### ENTRIES PROVIDED
--
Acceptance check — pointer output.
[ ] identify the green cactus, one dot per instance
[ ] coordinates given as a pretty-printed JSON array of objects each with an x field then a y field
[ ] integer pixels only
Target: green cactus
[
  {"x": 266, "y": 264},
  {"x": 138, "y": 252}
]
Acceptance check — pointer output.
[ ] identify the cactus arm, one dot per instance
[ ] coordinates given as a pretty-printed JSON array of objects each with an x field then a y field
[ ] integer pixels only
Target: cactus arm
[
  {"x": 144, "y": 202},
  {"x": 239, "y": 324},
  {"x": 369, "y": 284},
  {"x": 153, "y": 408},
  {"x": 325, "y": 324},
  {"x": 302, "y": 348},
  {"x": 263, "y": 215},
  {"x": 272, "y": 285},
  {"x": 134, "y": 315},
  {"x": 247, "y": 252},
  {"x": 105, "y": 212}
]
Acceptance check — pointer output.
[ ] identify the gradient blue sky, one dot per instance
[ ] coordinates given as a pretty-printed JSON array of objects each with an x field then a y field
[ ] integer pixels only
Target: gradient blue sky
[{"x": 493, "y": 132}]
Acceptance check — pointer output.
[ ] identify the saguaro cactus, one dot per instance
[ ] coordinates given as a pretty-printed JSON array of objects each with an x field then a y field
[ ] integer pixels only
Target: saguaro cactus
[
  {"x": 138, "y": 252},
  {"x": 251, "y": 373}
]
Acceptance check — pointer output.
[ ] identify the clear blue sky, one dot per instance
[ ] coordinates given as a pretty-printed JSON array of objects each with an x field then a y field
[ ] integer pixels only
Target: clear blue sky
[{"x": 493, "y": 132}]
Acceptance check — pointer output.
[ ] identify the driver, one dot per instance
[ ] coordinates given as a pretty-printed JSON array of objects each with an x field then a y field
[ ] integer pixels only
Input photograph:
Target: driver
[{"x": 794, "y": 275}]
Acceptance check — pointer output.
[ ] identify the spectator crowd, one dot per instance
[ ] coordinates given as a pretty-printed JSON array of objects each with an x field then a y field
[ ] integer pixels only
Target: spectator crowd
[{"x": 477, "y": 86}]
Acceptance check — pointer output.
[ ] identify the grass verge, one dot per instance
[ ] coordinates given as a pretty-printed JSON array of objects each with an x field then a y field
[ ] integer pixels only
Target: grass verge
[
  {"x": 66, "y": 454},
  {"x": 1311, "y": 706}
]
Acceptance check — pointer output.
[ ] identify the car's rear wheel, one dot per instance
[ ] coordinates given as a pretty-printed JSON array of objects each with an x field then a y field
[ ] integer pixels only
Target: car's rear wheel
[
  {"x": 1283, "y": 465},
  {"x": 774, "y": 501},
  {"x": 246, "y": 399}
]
--
Collect every line in the entries above that contains the string "cactus" and copy each one whole. Case counts.

### EXERCISE SOLUTION
[ ] identify the green cactus, one dot per instance
Target: green cactus
[ ] identify the cactus arm, one dot per instance
Target: cactus arm
[ ] identify the saguaro cactus, one dot per instance
Target: saguaro cactus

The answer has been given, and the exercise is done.